◆ The problem:
The line containing "rear side window in this photo." marks where to begin; quote it and every line after it through the end of the data, exactly as written.

*****

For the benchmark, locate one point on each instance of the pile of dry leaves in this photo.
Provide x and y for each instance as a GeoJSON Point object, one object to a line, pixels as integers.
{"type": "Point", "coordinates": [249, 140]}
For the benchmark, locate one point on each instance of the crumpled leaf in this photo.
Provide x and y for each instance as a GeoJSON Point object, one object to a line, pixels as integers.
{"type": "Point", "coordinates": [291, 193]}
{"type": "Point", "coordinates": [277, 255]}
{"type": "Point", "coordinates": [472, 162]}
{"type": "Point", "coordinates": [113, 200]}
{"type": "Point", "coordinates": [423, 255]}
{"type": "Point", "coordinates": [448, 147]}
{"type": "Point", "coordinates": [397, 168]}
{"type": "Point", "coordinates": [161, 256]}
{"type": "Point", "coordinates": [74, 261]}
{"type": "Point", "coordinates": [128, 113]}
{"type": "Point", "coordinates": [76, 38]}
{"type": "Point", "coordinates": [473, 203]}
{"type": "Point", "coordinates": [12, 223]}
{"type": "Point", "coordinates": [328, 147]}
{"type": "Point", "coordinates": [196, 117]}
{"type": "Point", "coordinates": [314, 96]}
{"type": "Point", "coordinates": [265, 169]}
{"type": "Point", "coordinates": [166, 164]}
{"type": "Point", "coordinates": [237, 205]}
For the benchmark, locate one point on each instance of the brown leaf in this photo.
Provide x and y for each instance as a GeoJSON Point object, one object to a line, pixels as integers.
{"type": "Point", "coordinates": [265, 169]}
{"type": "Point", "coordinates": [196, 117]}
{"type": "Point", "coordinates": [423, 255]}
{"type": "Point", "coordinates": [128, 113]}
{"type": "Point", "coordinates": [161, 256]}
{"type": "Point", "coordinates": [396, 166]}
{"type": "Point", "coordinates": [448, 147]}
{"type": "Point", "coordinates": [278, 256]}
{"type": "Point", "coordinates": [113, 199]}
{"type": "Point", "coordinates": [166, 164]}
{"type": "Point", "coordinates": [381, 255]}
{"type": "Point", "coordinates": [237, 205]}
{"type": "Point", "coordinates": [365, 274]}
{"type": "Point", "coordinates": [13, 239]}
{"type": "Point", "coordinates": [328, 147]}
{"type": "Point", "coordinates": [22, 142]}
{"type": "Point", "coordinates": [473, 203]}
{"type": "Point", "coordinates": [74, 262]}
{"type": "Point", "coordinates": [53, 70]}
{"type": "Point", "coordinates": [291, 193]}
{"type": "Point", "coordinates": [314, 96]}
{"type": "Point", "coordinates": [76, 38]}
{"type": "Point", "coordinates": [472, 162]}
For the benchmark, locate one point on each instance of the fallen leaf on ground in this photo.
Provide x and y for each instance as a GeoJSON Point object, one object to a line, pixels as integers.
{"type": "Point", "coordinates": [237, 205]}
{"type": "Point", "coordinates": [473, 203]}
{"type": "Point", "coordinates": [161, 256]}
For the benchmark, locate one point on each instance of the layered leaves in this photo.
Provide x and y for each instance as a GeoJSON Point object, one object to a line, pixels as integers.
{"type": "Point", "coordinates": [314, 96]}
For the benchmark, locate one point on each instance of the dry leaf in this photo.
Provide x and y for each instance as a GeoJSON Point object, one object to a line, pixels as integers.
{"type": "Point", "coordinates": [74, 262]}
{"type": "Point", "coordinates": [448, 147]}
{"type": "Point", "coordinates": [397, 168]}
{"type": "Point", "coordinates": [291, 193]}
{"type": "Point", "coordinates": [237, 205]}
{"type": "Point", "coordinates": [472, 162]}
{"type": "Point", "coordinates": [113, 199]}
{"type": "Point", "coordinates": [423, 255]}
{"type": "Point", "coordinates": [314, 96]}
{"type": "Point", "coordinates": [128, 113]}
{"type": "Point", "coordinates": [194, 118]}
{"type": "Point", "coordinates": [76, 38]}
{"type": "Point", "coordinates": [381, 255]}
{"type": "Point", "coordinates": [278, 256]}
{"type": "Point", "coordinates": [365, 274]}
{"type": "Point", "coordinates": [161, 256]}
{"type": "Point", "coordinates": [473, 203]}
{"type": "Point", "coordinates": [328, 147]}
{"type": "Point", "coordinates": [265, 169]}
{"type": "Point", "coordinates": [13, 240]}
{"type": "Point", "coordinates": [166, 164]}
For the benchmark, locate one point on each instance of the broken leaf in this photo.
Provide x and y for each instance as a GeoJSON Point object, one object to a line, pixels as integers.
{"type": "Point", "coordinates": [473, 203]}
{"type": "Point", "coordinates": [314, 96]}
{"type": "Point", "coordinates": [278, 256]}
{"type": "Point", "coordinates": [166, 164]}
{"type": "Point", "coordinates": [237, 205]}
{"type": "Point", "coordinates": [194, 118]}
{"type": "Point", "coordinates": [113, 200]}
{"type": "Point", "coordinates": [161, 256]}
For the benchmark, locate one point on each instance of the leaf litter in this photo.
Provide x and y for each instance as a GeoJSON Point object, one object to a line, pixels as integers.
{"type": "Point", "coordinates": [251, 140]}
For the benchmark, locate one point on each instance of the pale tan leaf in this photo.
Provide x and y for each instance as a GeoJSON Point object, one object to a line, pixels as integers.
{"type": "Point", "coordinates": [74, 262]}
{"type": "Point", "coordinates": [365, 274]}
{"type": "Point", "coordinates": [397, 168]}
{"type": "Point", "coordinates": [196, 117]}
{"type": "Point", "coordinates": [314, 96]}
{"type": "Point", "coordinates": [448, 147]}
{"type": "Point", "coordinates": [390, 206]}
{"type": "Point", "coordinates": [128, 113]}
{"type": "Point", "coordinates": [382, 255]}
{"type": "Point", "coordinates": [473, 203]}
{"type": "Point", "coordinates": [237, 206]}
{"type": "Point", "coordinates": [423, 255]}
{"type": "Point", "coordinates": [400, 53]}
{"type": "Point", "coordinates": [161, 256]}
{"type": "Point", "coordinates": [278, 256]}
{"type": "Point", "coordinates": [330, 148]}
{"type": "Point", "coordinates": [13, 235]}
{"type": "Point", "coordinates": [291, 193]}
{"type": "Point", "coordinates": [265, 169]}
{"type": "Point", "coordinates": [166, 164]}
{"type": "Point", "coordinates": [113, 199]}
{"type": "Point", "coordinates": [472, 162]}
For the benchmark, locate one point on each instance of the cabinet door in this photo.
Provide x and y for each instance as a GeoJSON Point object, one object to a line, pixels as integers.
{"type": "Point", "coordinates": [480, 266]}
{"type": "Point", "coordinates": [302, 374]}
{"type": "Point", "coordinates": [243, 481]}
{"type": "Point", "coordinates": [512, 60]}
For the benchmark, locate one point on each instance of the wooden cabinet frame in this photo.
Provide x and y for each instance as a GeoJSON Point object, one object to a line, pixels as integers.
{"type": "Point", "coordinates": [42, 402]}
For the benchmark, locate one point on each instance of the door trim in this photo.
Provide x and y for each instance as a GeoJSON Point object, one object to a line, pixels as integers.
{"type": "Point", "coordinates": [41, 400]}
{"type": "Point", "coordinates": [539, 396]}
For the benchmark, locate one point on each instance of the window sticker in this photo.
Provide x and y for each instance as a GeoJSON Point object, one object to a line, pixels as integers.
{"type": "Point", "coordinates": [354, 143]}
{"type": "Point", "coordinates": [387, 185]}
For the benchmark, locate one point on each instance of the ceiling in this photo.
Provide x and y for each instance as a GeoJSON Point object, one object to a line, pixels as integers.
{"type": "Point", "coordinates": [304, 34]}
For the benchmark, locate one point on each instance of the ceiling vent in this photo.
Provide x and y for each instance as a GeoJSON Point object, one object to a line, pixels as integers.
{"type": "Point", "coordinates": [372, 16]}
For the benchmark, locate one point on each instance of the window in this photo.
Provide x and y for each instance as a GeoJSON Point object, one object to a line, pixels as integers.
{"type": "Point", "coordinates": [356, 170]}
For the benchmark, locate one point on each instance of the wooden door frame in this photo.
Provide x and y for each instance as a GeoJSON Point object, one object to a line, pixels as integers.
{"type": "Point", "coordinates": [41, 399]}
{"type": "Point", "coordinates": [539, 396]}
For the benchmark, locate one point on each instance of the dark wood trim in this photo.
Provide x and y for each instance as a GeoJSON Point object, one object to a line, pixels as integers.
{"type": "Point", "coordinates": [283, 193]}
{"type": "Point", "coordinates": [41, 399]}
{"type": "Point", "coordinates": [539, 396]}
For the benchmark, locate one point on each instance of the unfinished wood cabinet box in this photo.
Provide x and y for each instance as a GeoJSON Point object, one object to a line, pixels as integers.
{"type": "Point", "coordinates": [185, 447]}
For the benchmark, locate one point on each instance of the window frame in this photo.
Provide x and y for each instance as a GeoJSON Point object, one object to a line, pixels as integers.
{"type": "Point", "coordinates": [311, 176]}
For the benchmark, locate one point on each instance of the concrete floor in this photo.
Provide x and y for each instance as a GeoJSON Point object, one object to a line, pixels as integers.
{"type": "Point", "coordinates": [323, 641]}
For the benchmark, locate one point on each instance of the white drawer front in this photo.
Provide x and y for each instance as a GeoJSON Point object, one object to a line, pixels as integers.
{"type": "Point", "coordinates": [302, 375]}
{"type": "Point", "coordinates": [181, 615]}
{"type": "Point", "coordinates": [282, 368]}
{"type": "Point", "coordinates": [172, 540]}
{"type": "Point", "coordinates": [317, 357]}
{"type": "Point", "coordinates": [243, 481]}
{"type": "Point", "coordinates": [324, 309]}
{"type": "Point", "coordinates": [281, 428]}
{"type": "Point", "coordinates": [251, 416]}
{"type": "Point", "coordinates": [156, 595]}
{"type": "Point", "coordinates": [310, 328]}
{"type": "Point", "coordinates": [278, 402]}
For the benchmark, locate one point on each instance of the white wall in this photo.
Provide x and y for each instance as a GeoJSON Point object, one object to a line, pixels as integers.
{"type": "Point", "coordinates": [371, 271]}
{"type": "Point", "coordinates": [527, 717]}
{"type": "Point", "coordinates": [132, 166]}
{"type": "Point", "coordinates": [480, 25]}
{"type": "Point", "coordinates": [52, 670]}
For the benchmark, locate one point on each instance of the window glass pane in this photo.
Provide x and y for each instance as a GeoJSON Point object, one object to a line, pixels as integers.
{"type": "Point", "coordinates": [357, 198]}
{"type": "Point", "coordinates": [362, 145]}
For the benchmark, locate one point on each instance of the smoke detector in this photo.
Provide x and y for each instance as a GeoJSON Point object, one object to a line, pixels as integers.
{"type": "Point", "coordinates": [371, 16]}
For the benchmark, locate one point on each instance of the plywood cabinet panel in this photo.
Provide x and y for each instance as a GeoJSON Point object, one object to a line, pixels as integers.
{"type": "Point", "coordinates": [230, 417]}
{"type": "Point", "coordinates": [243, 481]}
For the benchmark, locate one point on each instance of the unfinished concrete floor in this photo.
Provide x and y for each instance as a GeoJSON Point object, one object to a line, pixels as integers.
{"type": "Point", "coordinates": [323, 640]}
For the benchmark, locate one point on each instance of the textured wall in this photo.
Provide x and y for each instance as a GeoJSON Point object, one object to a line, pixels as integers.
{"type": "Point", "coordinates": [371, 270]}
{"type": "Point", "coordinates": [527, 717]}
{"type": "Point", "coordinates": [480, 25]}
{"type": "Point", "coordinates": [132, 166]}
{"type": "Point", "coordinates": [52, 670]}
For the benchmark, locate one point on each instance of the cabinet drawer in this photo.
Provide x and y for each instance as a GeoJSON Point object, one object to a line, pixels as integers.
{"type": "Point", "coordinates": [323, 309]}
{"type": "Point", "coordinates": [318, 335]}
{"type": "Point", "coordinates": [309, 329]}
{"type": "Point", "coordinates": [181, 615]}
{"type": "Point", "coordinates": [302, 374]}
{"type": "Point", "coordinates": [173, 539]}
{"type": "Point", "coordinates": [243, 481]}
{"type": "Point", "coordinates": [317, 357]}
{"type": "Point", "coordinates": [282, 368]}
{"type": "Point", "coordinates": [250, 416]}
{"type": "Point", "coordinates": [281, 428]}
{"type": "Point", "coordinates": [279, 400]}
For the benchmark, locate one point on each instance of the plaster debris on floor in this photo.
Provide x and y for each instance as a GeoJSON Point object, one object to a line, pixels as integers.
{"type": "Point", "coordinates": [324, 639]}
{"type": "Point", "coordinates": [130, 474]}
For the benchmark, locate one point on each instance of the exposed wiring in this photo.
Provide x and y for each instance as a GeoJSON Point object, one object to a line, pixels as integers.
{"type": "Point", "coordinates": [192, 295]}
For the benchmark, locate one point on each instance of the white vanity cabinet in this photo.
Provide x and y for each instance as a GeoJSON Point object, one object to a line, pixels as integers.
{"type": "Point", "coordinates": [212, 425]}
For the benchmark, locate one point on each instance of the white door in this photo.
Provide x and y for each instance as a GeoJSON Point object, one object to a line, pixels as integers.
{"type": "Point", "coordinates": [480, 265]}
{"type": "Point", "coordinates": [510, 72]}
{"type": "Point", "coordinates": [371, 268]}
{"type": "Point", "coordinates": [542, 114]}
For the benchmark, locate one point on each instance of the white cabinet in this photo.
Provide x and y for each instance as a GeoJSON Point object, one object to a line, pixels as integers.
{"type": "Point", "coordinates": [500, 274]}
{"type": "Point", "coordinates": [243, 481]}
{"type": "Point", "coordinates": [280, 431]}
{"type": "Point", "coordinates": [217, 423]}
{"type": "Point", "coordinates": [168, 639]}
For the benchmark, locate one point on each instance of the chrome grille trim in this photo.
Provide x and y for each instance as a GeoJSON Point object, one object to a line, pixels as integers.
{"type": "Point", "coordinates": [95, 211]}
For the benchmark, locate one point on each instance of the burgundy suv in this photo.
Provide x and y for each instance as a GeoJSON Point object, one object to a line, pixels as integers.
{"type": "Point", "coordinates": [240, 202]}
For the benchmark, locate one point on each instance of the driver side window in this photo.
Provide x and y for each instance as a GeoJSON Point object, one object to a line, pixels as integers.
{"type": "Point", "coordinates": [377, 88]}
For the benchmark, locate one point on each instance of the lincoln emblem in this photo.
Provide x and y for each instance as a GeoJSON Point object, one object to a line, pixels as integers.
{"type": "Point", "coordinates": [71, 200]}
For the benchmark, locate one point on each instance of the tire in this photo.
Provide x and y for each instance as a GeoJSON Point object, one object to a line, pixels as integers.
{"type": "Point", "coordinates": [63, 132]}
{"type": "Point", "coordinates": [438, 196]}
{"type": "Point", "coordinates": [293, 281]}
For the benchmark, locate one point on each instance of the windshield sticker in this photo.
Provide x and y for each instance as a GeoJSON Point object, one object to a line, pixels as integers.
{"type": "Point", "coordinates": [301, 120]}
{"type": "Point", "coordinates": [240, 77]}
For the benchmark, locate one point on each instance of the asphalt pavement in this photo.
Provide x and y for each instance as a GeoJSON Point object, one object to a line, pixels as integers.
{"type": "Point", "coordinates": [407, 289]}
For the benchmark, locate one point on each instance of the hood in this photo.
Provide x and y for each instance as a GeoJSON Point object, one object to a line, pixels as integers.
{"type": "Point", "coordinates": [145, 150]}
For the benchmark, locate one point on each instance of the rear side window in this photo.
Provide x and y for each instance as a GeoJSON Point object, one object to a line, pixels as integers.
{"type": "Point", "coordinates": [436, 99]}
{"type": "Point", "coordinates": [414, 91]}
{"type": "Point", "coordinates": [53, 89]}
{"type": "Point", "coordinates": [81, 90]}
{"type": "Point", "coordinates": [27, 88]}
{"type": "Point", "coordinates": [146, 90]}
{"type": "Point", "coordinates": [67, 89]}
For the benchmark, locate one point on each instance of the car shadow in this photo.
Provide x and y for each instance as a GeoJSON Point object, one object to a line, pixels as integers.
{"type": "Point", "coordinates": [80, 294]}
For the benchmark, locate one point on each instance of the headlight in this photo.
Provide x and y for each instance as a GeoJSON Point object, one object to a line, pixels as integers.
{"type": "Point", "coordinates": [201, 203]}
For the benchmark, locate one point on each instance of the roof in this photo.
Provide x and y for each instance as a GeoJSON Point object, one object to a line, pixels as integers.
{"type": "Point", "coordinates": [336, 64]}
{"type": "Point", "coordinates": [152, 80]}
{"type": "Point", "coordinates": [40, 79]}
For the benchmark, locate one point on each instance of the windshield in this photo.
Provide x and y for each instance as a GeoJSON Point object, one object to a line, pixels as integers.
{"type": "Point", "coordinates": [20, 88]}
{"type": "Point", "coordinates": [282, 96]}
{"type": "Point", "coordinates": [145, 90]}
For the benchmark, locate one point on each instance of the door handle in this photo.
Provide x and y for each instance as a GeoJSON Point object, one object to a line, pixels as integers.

*****

◆ Full response:
For the benchmark, locate one point on each instance of the rear side window in this photo.
Provide x and y for each instance as a GeoJSON Point object, one object to a line, pixels as integers.
{"type": "Point", "coordinates": [436, 99]}
{"type": "Point", "coordinates": [414, 91]}
{"type": "Point", "coordinates": [53, 89]}
{"type": "Point", "coordinates": [81, 90]}
{"type": "Point", "coordinates": [27, 88]}
{"type": "Point", "coordinates": [146, 90]}
{"type": "Point", "coordinates": [67, 89]}
For the benchmark, locate one point on each instance of the car shadow in this photo.
Provide x and y for each instance as a GeoJSON Point object, one object to a line, pixels as integers.
{"type": "Point", "coordinates": [80, 294]}
For the benchmark, locate one point on each instance of the headlight in this photo.
Provide x and y for each instance as a GeoJSON Point object, one object to a line, pixels as integers.
{"type": "Point", "coordinates": [201, 203]}
For the benchmark, locate one point on each instance of the roof in this photo.
Provide x and y for each instance as a GeoJSON Point object, one object to a line, pixels as integers.
{"type": "Point", "coordinates": [336, 64]}
{"type": "Point", "coordinates": [152, 80]}
{"type": "Point", "coordinates": [40, 79]}
For the benchmark, locate one point on each instance of the windshield in this photo.
Provide x and y for each instance as a GeoJSON Point object, one object to a line, pixels as integers.
{"type": "Point", "coordinates": [20, 88]}
{"type": "Point", "coordinates": [282, 96]}
{"type": "Point", "coordinates": [145, 90]}
For the benchmark, locate one point on each instance of the door handle in this photo.
Provide x and y for each instance as a GeoJSON Point object, one object to a line, pixels as integers.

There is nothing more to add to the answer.